*WHAT THE TASK REQUIRES*.
Reproduce the lines below without alteration, starting at the line containing "Each <instance> block" and continuing up to and including the line containing "positive clicks: (37, 66)".

*EXCERPTED RECORDS*.

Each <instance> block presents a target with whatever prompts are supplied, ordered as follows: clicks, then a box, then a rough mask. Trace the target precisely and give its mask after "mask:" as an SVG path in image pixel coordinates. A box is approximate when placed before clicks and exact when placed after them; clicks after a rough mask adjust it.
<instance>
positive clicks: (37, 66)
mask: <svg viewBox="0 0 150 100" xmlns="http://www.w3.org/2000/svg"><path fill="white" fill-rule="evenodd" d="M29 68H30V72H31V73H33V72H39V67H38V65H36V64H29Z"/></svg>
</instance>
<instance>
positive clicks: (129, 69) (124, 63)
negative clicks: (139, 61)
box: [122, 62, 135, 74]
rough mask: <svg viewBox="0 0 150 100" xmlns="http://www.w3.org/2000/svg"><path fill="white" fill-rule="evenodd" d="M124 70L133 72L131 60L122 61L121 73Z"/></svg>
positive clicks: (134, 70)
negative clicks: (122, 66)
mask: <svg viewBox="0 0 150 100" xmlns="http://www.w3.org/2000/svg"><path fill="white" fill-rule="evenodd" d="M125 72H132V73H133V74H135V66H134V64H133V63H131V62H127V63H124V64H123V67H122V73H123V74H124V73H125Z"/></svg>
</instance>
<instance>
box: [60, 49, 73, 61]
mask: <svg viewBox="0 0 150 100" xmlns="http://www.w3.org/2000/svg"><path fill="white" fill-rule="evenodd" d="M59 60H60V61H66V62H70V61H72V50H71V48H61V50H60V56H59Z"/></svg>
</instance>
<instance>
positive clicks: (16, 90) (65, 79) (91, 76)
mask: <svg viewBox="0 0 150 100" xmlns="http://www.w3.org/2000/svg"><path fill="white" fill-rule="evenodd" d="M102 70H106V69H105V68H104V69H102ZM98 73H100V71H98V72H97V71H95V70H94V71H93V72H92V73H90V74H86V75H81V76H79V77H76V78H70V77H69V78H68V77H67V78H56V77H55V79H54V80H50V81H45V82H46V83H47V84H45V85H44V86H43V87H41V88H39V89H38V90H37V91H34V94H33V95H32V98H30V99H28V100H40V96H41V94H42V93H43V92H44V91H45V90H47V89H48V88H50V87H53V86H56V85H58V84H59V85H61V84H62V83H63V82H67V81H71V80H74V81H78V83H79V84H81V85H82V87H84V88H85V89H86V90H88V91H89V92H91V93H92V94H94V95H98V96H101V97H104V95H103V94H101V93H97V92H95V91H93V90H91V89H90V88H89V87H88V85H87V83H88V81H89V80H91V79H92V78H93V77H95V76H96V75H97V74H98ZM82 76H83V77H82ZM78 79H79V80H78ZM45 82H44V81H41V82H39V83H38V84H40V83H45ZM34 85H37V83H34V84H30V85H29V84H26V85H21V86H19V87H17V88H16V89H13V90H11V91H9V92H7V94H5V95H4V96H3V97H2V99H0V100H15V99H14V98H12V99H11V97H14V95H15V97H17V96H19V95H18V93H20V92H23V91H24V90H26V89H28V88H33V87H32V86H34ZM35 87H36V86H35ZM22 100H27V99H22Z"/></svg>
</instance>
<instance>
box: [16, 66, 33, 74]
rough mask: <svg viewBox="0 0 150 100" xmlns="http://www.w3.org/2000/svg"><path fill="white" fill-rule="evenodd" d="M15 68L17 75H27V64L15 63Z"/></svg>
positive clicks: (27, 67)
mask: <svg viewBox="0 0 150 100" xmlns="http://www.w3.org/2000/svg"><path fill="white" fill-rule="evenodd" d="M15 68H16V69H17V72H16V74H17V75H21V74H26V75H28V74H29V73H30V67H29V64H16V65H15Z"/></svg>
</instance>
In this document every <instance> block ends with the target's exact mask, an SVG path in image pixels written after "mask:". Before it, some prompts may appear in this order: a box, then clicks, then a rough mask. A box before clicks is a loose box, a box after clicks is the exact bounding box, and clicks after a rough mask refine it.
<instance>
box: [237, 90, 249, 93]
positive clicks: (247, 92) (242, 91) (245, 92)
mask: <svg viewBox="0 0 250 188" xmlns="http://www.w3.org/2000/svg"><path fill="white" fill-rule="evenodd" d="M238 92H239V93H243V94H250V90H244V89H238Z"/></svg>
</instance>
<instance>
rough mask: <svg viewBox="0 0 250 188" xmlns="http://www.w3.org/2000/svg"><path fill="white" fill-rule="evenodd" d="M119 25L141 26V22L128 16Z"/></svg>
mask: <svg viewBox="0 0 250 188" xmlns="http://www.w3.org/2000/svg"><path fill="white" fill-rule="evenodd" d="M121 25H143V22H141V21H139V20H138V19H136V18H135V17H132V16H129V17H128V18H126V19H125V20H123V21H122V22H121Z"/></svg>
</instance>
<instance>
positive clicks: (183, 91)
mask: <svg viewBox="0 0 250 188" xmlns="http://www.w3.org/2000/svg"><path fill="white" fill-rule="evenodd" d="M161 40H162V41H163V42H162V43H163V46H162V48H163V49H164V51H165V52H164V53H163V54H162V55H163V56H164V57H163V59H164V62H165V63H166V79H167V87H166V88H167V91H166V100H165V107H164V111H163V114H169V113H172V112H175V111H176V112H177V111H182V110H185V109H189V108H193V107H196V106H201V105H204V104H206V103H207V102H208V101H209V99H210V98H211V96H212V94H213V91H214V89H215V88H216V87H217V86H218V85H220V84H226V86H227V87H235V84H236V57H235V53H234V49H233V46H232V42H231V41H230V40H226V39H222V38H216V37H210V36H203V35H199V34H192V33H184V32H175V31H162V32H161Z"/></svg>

---

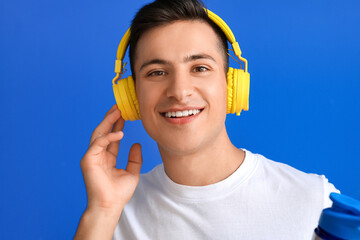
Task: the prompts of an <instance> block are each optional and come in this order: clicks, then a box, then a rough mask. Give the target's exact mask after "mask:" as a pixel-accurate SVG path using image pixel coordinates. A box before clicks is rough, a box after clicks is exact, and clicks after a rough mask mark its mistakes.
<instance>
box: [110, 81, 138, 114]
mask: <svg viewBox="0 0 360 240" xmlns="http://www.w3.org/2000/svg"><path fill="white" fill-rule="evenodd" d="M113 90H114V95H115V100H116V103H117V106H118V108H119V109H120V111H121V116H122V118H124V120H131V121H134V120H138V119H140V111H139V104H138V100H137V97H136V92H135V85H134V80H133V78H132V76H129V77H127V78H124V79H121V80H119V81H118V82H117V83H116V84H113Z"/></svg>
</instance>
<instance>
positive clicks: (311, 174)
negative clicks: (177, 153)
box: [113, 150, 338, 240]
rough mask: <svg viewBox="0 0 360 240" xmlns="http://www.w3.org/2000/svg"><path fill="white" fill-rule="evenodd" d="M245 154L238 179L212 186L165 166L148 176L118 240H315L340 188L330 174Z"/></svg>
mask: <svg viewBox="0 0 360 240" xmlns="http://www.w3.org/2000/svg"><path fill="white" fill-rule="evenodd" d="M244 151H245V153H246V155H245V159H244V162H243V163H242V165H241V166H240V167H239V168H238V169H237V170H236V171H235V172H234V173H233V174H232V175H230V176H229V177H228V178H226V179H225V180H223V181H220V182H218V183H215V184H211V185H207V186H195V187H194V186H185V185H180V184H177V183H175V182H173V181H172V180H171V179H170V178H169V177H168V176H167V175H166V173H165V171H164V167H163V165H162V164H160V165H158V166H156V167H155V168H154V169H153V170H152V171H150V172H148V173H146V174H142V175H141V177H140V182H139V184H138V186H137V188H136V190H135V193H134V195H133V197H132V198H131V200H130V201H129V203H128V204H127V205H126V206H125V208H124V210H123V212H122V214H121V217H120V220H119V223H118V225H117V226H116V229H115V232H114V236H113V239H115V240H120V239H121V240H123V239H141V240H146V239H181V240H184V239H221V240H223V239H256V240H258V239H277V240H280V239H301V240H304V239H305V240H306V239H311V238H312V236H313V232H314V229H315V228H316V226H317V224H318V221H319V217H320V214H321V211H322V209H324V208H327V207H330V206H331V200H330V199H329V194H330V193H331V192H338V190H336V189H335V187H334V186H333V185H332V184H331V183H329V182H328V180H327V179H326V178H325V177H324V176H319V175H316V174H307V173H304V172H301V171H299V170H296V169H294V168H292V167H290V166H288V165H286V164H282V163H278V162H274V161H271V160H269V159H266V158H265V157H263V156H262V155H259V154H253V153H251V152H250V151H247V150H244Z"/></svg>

*RESULT OF THIS EXERCISE*.
Each <instance> block presents a target with whatever prompts are supplied, ordered as follows: clicks, then a box, then a rough mask. Trace the target precisely and give its mask after "mask:" as an SVG path in image pixel coordinates. A box is approximate when placed before clicks and exact when placed after them; clicks after a rough mask adjust it.
<instance>
positive clicks: (37, 66)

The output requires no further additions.